§ EXERCISE REQUIREMENTS:
(1) From the PowerPC memory zone patch, copy out word for word the part that opens with the words containing "On Aug 24, 2012, at" and closes with "device will fail.".
(2) Answer these questions using the PowerPC memory zone patch.
(a) Which zone is the only one the PowerPC platform supports for a 64-bit kernel?
(b) To what size is the ZONE_DMA32 zone constrained?
(c) How many files does the patch change?

§ DOCUMENT:
────

On Aug 24, 2012, at 5:50 AM, Shaohui Xie wrote:

> PowerPC platform only supports ZONE_DMA zone for 64bit kernel, so all the
> memory will be put into this zone. If the memory size is greater than
> the device's DMA capability and device uses dma_alloc_coherent to allocate
> memory, it will get an address which is over the device's DMA addressing,
> the device will fail.
> 
> So we split the memory to two zones: zone ZONE_DMA32 & ZONE_NORMAL, since
> we already allocate PCICSRBAR/PEXCSRBAR right below the 4G boundary (if the
> lowest PCI address is above 4G), so we constrain the DMA zone ZONE_DMA32
> to 2GB, also, we clear flag __GFP_DMA & __GFP_DMA32 and set __GFP_DMA32 only
> if the device's dma_mask < total memory size. By doing this, devices which
> cannot DMA all the memory will be limited to ZONE_DMA32, but devices which
> can DMA all the memory will not be affected by this limitation.
> 
> Signed-off-by: Shaohui Xie <Shaohui.Xie@freescale.com>
> Signed-off-by: Mingkai Hu <Mingkai.hu@freescale.com>
> Signed-off-by: Chen Yuanquan <B41889@freescale.com>
> ---
> changes for v2:
> 1. use a config option for using two zones (ZONE_DMA32 & ZONE_NORMAL) in
> freescale 64 bit kernel.
> 
> arch/powerpc/Kconfig      |    3 +++
> arch/powerpc/kernel/dma.c |   15 +++++++++++++++
> arch/powerpc/mm/mem.c     |    4 ++++
> 3 files changed, 22 insertions(+), 0 deletions(-)

────

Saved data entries
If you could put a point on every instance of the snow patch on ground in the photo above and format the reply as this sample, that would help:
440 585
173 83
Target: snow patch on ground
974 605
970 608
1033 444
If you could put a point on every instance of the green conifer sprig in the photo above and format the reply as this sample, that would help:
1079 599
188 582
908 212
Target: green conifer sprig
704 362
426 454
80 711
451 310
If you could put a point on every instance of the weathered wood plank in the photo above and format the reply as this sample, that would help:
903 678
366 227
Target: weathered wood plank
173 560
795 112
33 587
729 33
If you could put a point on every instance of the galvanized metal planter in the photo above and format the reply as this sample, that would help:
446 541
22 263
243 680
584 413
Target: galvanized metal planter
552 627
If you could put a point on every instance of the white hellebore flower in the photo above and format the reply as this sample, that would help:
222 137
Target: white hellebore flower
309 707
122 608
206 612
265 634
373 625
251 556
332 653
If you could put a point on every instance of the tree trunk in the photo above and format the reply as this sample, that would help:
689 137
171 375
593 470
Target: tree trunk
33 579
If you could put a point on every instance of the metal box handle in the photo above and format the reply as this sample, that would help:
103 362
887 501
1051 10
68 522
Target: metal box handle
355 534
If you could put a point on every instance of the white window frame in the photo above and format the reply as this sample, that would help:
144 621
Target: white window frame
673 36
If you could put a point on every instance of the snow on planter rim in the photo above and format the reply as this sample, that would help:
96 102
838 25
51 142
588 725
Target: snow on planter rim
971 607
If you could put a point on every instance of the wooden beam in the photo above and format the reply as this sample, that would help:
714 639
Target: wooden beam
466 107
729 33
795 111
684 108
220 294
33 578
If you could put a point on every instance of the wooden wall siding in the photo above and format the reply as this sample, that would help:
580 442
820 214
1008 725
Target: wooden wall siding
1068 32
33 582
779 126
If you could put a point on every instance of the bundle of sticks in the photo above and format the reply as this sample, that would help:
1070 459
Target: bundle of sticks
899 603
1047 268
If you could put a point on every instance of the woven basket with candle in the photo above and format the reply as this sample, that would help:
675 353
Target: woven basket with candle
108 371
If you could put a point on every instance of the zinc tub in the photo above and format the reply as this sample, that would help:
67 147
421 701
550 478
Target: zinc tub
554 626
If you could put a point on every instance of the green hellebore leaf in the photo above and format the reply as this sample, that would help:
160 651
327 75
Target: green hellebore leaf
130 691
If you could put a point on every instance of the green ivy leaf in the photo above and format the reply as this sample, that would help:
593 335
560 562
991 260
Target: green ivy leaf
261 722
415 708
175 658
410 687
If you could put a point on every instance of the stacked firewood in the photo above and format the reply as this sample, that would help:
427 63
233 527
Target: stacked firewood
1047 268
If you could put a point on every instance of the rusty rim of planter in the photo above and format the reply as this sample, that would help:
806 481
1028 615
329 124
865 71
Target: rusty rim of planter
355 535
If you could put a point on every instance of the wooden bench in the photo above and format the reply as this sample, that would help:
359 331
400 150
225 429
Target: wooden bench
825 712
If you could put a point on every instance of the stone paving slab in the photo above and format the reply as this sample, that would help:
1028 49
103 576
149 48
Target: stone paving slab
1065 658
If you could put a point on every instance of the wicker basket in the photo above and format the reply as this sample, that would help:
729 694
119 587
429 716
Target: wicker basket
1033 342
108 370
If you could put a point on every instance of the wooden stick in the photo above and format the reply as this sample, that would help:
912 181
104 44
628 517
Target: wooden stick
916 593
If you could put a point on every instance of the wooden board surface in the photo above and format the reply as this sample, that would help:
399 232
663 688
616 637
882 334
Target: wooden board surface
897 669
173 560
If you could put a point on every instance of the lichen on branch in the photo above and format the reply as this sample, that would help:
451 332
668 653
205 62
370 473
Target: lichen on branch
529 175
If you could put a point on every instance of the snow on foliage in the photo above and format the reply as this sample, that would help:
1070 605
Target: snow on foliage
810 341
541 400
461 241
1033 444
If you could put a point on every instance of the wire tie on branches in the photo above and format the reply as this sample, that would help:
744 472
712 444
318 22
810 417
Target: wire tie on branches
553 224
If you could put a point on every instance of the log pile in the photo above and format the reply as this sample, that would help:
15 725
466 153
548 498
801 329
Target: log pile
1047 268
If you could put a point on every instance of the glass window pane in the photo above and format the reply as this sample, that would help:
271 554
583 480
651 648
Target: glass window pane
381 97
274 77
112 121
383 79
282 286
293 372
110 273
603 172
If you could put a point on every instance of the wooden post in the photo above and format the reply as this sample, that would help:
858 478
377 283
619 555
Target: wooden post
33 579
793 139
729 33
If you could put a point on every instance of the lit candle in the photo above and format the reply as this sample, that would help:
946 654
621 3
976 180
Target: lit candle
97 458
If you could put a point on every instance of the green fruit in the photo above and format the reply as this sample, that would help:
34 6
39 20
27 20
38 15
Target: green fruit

────

§ OUTPUTS IN ORDER:
(1)
On Aug 24, 2012, at 5:50 AM, Shaohui Xie wrote:

> PowerPC platform only supports ZONE_DMA zone for 64bit kernel, so all the
> memory will be put into this zone. If the memory size is greater than
> the device's DMA capability and device uses dma_alloc_coherent to allocate
> memory, it will get an address which is over the device's DMA addressing,
> the device will fail.

(2)
(a) ZONE_DMA
(b) 2GB
(c) 3 files